Data to process:
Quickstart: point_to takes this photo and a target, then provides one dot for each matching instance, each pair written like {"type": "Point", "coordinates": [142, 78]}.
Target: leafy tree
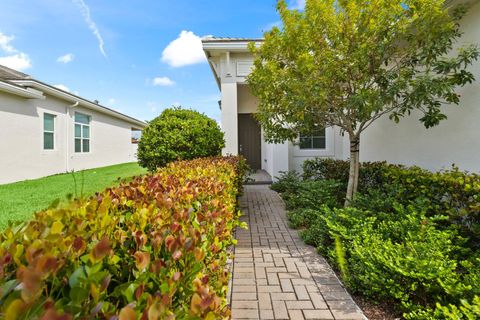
{"type": "Point", "coordinates": [179, 134]}
{"type": "Point", "coordinates": [347, 63]}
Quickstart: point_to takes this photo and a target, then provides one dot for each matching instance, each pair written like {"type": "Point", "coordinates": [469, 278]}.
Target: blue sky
{"type": "Point", "coordinates": [136, 56]}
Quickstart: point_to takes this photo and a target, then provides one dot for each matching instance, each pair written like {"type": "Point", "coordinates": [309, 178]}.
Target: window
{"type": "Point", "coordinates": [82, 133]}
{"type": "Point", "coordinates": [48, 131]}
{"type": "Point", "coordinates": [315, 140]}
{"type": "Point", "coordinates": [136, 135]}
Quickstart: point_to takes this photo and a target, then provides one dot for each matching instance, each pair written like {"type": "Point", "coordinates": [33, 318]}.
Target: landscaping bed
{"type": "Point", "coordinates": [410, 239]}
{"type": "Point", "coordinates": [154, 248]}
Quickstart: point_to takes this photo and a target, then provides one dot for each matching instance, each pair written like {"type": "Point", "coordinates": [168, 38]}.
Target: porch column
{"type": "Point", "coordinates": [280, 159]}
{"type": "Point", "coordinates": [230, 118]}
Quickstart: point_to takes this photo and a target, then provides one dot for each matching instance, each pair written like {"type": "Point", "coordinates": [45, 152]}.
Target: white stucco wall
{"type": "Point", "coordinates": [21, 128]}
{"type": "Point", "coordinates": [455, 141]}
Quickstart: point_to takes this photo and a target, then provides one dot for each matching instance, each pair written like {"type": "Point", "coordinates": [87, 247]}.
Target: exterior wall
{"type": "Point", "coordinates": [110, 142]}
{"type": "Point", "coordinates": [334, 149]}
{"type": "Point", "coordinates": [237, 98]}
{"type": "Point", "coordinates": [454, 141]}
{"type": "Point", "coordinates": [21, 128]}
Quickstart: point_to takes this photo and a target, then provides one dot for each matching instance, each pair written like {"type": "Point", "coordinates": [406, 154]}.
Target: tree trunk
{"type": "Point", "coordinates": [354, 169]}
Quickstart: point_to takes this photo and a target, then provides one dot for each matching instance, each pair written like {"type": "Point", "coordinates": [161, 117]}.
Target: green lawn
{"type": "Point", "coordinates": [18, 201]}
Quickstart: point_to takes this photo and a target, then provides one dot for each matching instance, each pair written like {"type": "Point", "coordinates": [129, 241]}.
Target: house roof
{"type": "Point", "coordinates": [229, 39]}
{"type": "Point", "coordinates": [24, 83]}
{"type": "Point", "coordinates": [10, 74]}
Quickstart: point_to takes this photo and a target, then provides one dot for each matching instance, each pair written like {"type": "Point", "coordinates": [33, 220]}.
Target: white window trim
{"type": "Point", "coordinates": [54, 132]}
{"type": "Point", "coordinates": [90, 138]}
{"type": "Point", "coordinates": [329, 150]}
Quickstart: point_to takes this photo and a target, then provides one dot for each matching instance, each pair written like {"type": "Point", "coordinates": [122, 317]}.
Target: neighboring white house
{"type": "Point", "coordinates": [454, 141]}
{"type": "Point", "coordinates": [45, 130]}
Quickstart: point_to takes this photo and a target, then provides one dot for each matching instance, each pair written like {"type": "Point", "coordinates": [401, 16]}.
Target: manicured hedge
{"type": "Point", "coordinates": [411, 237]}
{"type": "Point", "coordinates": [154, 248]}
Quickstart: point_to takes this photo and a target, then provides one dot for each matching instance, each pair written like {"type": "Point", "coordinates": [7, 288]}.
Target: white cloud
{"type": "Point", "coordinates": [5, 43]}
{"type": "Point", "coordinates": [15, 59]}
{"type": "Point", "coordinates": [62, 87]}
{"type": "Point", "coordinates": [19, 61]}
{"type": "Point", "coordinates": [297, 4]}
{"type": "Point", "coordinates": [85, 10]}
{"type": "Point", "coordinates": [66, 58]}
{"type": "Point", "coordinates": [185, 50]}
{"type": "Point", "coordinates": [162, 81]}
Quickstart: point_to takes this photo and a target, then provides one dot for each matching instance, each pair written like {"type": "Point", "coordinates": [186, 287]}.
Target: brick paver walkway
{"type": "Point", "coordinates": [277, 276]}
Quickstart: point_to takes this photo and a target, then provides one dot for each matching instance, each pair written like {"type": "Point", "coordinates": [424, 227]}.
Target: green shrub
{"type": "Point", "coordinates": [179, 134]}
{"type": "Point", "coordinates": [154, 248]}
{"type": "Point", "coordinates": [371, 173]}
{"type": "Point", "coordinates": [310, 194]}
{"type": "Point", "coordinates": [451, 192]}
{"type": "Point", "coordinates": [303, 218]}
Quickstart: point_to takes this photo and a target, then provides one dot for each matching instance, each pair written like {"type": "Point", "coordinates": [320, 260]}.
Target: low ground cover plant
{"type": "Point", "coordinates": [410, 236]}
{"type": "Point", "coordinates": [154, 248]}
{"type": "Point", "coordinates": [19, 200]}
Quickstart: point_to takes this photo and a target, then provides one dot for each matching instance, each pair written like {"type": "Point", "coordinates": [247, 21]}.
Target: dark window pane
{"type": "Point", "coordinates": [319, 143]}
{"type": "Point", "coordinates": [305, 142]}
{"type": "Point", "coordinates": [78, 145]}
{"type": "Point", "coordinates": [86, 145]}
{"type": "Point", "coordinates": [48, 141]}
{"type": "Point", "coordinates": [82, 118]}
{"type": "Point", "coordinates": [48, 122]}
{"type": "Point", "coordinates": [78, 131]}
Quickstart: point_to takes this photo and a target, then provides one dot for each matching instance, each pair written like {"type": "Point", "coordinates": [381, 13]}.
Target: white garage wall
{"type": "Point", "coordinates": [455, 141]}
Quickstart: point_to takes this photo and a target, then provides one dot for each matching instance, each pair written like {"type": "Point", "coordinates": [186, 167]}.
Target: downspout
{"type": "Point", "coordinates": [67, 130]}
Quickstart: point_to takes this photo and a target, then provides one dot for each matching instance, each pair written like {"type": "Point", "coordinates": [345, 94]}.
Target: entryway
{"type": "Point", "coordinates": [249, 140]}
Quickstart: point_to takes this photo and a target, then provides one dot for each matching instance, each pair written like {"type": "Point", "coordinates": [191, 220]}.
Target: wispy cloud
{"type": "Point", "coordinates": [297, 4]}
{"type": "Point", "coordinates": [85, 10]}
{"type": "Point", "coordinates": [163, 81]}
{"type": "Point", "coordinates": [62, 87]}
{"type": "Point", "coordinates": [14, 59]}
{"type": "Point", "coordinates": [185, 50]}
{"type": "Point", "coordinates": [67, 58]}
{"type": "Point", "coordinates": [5, 43]}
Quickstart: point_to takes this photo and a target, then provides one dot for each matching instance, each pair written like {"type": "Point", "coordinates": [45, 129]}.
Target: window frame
{"type": "Point", "coordinates": [312, 137]}
{"type": "Point", "coordinates": [82, 138]}
{"type": "Point", "coordinates": [54, 118]}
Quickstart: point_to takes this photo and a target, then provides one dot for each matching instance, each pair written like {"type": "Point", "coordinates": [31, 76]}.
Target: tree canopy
{"type": "Point", "coordinates": [347, 63]}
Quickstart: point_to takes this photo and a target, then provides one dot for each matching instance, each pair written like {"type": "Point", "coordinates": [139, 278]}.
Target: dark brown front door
{"type": "Point", "coordinates": [249, 140]}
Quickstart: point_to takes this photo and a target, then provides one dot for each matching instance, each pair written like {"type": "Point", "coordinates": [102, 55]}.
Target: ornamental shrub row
{"type": "Point", "coordinates": [155, 248]}
{"type": "Point", "coordinates": [450, 192]}
{"type": "Point", "coordinates": [410, 238]}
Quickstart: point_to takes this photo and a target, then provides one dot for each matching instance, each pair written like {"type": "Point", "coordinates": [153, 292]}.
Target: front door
{"type": "Point", "coordinates": [249, 140]}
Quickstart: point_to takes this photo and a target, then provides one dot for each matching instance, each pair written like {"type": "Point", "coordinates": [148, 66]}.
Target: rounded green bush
{"type": "Point", "coordinates": [179, 134]}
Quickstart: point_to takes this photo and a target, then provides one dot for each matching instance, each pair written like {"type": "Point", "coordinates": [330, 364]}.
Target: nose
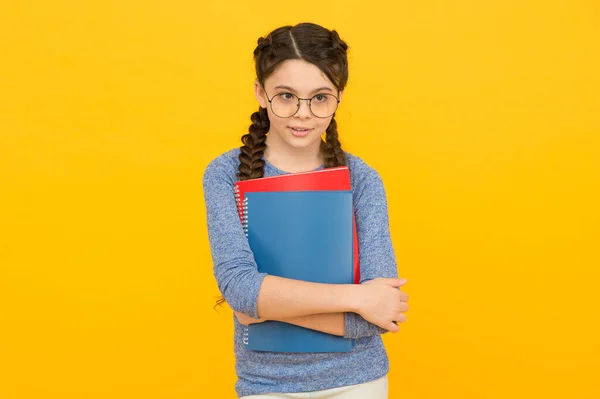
{"type": "Point", "coordinates": [304, 110]}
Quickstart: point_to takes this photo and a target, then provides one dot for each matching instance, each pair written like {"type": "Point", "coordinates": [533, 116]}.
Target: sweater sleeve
{"type": "Point", "coordinates": [376, 253]}
{"type": "Point", "coordinates": [234, 266]}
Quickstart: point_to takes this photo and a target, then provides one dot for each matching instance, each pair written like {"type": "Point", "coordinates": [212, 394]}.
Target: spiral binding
{"type": "Point", "coordinates": [242, 207]}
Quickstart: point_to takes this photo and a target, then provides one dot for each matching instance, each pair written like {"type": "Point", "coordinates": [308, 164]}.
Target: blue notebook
{"type": "Point", "coordinates": [308, 236]}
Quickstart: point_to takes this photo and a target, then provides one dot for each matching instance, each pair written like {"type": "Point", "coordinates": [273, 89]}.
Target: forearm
{"type": "Point", "coordinates": [282, 298]}
{"type": "Point", "coordinates": [347, 324]}
{"type": "Point", "coordinates": [331, 323]}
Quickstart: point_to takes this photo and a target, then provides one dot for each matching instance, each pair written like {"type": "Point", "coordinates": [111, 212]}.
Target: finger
{"type": "Point", "coordinates": [393, 327]}
{"type": "Point", "coordinates": [396, 282]}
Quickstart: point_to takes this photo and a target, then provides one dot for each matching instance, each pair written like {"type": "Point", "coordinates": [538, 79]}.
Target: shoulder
{"type": "Point", "coordinates": [361, 173]}
{"type": "Point", "coordinates": [223, 167]}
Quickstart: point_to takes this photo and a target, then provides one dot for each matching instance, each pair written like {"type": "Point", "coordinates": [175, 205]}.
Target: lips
{"type": "Point", "coordinates": [299, 131]}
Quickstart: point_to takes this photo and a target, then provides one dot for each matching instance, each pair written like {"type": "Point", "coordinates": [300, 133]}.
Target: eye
{"type": "Point", "coordinates": [286, 96]}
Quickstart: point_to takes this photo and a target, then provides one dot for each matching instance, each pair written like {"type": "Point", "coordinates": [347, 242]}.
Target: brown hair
{"type": "Point", "coordinates": [311, 43]}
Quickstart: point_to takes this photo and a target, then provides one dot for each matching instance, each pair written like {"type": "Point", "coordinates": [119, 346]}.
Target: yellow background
{"type": "Point", "coordinates": [482, 117]}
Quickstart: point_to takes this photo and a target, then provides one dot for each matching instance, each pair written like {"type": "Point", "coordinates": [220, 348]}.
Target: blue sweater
{"type": "Point", "coordinates": [239, 281]}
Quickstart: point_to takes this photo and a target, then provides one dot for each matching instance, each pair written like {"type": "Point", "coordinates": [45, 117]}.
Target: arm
{"type": "Point", "coordinates": [236, 271]}
{"type": "Point", "coordinates": [377, 258]}
{"type": "Point", "coordinates": [252, 293]}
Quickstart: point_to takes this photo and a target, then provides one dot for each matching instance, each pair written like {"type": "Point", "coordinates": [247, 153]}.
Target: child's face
{"type": "Point", "coordinates": [305, 80]}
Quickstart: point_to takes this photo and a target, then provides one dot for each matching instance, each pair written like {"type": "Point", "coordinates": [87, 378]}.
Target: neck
{"type": "Point", "coordinates": [292, 159]}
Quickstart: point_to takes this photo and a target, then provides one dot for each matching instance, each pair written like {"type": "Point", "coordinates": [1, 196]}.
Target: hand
{"type": "Point", "coordinates": [247, 320]}
{"type": "Point", "coordinates": [382, 303]}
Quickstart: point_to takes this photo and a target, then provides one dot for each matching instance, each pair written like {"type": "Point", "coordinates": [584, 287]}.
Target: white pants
{"type": "Point", "coordinates": [376, 389]}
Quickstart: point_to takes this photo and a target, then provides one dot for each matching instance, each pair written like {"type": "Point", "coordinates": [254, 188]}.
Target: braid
{"type": "Point", "coordinates": [332, 148]}
{"type": "Point", "coordinates": [251, 163]}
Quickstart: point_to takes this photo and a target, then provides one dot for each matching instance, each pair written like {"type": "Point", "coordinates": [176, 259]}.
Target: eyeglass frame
{"type": "Point", "coordinates": [305, 99]}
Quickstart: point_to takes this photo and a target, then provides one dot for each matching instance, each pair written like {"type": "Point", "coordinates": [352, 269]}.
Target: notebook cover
{"type": "Point", "coordinates": [304, 235]}
{"type": "Point", "coordinates": [337, 178]}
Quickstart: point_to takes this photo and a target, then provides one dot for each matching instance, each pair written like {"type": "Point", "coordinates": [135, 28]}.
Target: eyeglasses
{"type": "Point", "coordinates": [286, 105]}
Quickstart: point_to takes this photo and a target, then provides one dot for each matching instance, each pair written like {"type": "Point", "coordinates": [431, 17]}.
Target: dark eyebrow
{"type": "Point", "coordinates": [291, 89]}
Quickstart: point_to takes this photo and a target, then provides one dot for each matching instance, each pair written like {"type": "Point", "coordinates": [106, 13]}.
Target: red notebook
{"type": "Point", "coordinates": [337, 178]}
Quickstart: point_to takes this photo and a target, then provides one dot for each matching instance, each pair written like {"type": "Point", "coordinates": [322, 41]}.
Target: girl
{"type": "Point", "coordinates": [301, 74]}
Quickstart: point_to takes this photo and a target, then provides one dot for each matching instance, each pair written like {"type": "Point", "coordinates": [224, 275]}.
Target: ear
{"type": "Point", "coordinates": [260, 95]}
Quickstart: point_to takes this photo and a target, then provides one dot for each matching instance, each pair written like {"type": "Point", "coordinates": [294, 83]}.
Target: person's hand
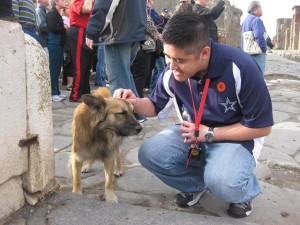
{"type": "Point", "coordinates": [187, 130]}
{"type": "Point", "coordinates": [89, 43]}
{"type": "Point", "coordinates": [125, 94]}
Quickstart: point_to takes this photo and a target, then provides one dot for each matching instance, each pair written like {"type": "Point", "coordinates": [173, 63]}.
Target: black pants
{"type": "Point", "coordinates": [81, 57]}
{"type": "Point", "coordinates": [140, 70]}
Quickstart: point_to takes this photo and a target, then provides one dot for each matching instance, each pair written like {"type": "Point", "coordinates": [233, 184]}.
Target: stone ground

Directions for this task:
After locating the line above that contains "Target: black pants", write out that line and every later one exactly, through the last line of the material, and nothing else.

Answer box:
Target: black pants
{"type": "Point", "coordinates": [81, 57]}
{"type": "Point", "coordinates": [140, 70]}
Quickstart: point_to takes this photo and a target, then provides one dot for each matching instance, each pair written like {"type": "Point", "coordinates": [233, 184]}.
Target: stone ground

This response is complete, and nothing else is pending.